» **EXTRACTED INFORMATION**
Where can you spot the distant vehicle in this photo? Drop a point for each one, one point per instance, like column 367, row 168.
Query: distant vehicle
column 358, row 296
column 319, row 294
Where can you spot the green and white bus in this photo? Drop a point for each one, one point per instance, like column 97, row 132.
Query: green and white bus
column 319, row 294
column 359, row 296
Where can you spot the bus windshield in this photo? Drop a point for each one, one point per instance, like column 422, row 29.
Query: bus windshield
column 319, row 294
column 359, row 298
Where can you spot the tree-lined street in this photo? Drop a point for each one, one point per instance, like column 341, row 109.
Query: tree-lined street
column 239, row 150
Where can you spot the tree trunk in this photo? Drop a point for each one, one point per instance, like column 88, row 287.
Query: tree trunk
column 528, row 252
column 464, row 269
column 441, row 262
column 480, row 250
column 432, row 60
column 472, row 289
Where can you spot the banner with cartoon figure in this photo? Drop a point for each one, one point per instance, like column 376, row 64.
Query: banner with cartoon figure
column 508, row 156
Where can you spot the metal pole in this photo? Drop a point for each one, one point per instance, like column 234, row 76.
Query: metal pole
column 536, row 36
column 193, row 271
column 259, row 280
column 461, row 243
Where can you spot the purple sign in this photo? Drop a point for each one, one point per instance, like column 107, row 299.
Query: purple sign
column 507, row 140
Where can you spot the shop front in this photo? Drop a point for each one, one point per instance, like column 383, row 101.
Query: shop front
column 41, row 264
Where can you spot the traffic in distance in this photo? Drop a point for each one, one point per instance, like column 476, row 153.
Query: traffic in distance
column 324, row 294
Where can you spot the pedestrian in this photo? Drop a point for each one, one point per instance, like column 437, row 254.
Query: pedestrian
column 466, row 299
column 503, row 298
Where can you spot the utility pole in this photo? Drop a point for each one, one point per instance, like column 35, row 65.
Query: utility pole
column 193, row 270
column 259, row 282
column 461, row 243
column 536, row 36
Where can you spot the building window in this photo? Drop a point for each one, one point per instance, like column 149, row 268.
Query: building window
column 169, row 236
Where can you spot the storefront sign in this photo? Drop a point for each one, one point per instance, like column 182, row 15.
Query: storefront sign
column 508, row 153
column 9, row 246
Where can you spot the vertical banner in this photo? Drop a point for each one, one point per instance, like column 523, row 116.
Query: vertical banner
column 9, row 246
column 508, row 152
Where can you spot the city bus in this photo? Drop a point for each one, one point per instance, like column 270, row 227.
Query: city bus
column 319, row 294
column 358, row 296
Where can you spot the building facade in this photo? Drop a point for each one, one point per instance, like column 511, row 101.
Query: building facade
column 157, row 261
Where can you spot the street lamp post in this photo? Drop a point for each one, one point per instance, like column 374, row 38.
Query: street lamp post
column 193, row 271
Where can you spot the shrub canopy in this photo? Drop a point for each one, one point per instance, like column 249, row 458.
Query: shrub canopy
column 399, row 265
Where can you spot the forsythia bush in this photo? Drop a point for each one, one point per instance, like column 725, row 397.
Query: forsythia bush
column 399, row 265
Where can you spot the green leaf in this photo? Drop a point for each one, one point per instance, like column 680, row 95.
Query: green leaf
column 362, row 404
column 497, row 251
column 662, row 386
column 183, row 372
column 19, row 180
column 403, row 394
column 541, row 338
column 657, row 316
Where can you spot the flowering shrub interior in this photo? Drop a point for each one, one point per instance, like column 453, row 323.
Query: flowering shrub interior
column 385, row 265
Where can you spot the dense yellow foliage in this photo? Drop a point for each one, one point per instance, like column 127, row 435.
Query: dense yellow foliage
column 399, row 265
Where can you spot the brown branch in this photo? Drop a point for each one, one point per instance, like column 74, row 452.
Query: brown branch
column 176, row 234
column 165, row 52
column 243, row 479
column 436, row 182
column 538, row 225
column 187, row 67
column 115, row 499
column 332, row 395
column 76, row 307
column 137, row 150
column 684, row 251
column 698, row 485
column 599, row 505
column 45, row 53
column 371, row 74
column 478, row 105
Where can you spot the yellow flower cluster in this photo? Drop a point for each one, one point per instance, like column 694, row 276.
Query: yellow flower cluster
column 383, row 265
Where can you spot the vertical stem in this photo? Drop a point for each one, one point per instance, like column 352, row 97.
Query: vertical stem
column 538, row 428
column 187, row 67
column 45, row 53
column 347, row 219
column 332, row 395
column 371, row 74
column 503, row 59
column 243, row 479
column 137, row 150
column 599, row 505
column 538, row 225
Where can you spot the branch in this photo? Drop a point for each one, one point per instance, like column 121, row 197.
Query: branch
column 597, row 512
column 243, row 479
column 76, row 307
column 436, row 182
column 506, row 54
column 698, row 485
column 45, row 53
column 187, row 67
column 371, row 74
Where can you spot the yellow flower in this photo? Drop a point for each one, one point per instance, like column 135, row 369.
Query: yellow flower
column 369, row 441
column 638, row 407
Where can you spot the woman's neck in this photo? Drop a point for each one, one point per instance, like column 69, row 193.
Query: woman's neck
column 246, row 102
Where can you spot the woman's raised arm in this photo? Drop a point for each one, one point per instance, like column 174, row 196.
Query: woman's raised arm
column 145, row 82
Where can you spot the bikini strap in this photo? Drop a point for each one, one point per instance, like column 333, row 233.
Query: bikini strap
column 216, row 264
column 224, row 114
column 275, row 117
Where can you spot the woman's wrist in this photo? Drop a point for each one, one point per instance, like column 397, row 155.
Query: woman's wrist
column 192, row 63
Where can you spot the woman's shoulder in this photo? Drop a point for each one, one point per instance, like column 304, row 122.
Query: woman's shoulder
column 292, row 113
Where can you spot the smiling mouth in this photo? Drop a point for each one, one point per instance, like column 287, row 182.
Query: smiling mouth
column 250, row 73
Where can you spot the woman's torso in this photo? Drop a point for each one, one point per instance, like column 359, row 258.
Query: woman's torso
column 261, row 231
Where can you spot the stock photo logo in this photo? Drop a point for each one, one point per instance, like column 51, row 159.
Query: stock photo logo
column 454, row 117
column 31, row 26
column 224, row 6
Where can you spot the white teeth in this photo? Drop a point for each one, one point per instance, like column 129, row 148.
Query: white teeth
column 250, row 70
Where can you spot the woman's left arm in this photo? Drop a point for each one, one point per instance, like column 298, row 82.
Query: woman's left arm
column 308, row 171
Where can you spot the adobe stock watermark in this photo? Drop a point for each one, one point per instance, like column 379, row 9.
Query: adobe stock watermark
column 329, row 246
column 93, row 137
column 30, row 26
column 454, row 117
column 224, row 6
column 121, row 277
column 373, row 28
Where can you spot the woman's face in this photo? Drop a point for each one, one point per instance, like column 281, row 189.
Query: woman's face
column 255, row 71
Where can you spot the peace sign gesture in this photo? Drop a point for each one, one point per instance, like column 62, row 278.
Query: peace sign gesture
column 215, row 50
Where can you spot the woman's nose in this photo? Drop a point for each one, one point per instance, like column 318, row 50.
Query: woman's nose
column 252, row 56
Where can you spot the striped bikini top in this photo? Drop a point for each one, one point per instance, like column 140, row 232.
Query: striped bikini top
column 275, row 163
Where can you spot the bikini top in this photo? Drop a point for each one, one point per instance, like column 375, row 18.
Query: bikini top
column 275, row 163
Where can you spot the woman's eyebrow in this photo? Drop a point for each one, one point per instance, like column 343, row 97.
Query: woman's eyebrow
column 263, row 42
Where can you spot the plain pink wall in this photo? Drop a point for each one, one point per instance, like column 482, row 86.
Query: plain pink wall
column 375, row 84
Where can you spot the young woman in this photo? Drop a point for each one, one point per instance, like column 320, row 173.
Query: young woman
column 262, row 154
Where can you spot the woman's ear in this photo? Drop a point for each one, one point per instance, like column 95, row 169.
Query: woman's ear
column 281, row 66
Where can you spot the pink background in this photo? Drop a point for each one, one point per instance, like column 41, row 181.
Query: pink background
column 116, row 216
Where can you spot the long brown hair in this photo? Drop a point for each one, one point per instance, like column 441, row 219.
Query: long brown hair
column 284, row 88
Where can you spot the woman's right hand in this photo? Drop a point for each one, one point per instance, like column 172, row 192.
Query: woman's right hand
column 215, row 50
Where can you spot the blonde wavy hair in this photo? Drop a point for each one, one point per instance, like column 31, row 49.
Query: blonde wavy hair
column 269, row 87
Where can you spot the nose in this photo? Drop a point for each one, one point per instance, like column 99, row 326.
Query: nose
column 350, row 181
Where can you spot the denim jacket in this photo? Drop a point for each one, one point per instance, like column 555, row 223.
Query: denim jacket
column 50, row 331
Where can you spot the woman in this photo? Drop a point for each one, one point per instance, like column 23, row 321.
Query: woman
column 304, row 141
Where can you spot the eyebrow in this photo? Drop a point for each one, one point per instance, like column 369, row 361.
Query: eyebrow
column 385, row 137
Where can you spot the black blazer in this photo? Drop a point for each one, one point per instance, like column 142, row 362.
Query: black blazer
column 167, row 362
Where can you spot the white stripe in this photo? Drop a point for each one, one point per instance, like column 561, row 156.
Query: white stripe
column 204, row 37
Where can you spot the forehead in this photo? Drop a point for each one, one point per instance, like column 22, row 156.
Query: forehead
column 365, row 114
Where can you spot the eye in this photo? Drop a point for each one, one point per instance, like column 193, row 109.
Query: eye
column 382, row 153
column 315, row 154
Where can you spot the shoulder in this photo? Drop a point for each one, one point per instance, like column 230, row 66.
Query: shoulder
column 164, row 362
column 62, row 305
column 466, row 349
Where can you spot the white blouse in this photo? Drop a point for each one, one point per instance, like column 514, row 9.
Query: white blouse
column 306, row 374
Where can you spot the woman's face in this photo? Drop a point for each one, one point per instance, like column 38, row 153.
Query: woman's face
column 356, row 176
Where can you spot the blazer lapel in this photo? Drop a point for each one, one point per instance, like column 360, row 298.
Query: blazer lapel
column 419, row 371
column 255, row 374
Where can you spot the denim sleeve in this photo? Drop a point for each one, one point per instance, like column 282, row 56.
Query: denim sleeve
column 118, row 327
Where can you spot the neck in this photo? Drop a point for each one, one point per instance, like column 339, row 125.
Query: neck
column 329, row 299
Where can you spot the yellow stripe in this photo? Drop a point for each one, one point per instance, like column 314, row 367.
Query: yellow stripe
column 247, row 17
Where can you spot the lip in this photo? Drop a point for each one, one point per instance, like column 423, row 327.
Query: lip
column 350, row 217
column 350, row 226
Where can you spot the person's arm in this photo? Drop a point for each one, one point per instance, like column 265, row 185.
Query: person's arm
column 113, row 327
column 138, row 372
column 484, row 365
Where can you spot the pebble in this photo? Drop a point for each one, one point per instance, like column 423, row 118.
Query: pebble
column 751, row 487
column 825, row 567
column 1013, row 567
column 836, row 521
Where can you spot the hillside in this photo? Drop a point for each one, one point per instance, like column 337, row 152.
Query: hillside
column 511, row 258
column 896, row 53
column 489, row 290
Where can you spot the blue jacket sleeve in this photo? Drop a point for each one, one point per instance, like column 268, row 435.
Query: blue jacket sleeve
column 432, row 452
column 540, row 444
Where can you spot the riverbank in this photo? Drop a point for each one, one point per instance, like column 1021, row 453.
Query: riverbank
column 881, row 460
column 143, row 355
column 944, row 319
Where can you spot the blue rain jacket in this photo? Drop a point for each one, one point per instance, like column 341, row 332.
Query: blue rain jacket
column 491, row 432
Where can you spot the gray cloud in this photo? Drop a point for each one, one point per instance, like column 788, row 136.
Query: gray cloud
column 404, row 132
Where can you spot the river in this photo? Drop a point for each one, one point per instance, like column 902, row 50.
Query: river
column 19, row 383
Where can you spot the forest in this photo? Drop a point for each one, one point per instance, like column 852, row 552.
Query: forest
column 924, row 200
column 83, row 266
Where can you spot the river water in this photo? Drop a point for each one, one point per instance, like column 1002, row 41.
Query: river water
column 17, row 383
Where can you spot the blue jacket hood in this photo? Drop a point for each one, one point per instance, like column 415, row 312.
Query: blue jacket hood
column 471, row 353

» **TASK DIRECTIONS**
Output, from the data above, the lines from the line with "Where can you spot the denim sleeve" to the line with "Where can you spot the lip" exactly as they stand, both ends included and nothing else.

» **ANSWER TO THIS TASK**
Where can you spot the denim sleeve in this photo? Drop a point for each one, one point per instance, like column 282, row 56.
Query: denim sleeve
column 118, row 327
Where can you spot the neck in this photo? Drop a point for each one, one point per instance, like column 339, row 125.
Query: neck
column 329, row 299
Where can you spot the yellow stripe in this photo? Drop a point for each one, one point per instance, like column 314, row 367.
Query: yellow stripe
column 247, row 17
Where can you spot the lip in this photo? Drop a point for each one, one point per instance, like column 423, row 327.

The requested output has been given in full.